*Challenges*
A - Decide whether each statement agrees with the speech on children's welfare, answering yes or no and quoting the words of the speech that settle it: (i) The Government will give careful and urgent attention to the recommendations of Sir Ronald Waterhouse. (ii) The statement about the inquiry report was made by the Secretary of State for Health. (iii) The proposed children's rights director would be appointed to the National Care Standards Commission.
B - Write out the passage of the speech on children's welfare starting with "My hon. Friend drew" and going on through "of that recommendation.", renaming "children's rights director" as "children's ombudsman".

The Minister of State, Department of Health (Mr. John Hutton): I thank my hon. Friend the Member for Tooting (Mr. Cox) for the opportunity he has given the House to discuss the general issue of the welfare and well-being of children. I know that he feels strongly about such issues and I assure him that I share his feelings.

Today, we all have on our minds the particular needs of children in the care of local authorities. Earlier today, the House heard the statement made by my right hon. Friend the Secretary of State for Wales about the report of the inquiry into the abuse of children in care in north Wales. My hon. Friend knows that the Government will give careful and urgent attention to the recommendations of Sir Ronald Waterhouse.

My hon. Friend drew attention to the fact that Sir Ronald today recommended the appointment of an independent children's commissioner for looked-after children in Wales. Our proposal, to which my hon. Friend referred, to appoint a children's rights director to the proposed National Care Standards Commission captures the spirit of that recommendation.

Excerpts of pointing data
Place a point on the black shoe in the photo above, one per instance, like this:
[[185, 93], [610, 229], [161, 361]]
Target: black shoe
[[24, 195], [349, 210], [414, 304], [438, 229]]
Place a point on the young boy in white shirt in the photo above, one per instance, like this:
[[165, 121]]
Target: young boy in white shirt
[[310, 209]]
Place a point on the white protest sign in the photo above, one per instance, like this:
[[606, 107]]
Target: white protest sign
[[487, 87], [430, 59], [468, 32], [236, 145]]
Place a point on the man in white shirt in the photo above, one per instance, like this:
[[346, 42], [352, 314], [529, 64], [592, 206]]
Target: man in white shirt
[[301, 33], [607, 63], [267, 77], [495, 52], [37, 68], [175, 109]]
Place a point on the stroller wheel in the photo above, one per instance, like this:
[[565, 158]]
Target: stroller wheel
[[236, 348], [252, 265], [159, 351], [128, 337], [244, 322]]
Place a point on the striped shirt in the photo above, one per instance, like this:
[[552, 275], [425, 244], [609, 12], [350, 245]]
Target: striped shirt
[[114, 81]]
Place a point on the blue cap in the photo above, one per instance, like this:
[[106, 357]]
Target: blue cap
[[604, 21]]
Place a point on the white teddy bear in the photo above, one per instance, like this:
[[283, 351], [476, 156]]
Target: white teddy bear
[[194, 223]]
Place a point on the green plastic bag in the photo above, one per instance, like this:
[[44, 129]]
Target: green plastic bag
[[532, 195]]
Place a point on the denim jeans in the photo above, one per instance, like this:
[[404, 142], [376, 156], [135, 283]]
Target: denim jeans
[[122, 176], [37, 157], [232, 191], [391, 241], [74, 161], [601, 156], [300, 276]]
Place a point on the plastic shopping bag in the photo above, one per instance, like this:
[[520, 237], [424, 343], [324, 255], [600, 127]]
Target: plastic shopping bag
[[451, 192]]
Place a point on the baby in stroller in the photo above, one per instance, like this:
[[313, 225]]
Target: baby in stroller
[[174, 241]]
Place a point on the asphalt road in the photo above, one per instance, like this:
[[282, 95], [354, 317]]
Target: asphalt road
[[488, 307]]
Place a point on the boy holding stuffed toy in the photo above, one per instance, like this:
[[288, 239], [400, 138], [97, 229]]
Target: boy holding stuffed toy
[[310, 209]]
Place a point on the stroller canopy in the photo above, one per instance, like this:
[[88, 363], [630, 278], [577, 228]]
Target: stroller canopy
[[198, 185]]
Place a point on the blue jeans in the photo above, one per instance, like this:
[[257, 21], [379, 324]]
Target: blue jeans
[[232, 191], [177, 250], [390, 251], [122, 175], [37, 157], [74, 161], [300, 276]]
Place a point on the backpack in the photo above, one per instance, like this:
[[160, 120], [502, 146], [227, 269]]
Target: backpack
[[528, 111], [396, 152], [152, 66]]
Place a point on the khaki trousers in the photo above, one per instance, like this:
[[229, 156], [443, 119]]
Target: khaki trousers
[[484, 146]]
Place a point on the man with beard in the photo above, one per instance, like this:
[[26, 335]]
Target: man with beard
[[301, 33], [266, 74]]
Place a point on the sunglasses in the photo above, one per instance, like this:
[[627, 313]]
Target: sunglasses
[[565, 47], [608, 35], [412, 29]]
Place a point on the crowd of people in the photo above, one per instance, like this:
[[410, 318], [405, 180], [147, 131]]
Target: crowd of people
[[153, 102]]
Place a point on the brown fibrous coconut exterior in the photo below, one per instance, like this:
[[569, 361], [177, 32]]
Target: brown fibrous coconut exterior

*Solutions in order*
A -
(i) Yes: "the Government will give careful and urgent attention to the recommendations of Sir Ronald Waterhouse"
(ii) No: "the statement made by my right hon. Friend the Secretary of State for Wales"
(iii) Yes: "to appoint a children's rights director to the proposed National Care Standards Commission"

B -
My hon. Friend drew attention to the fact that Sir Ronald today recommended the appointment of an independent children's commissioner for looked-after children in Wales. Our proposal, to which my hon. Friend referred, to appoint a children's ombudsman to the proposed National Care Standards Commission captures the spirit of that recommendation.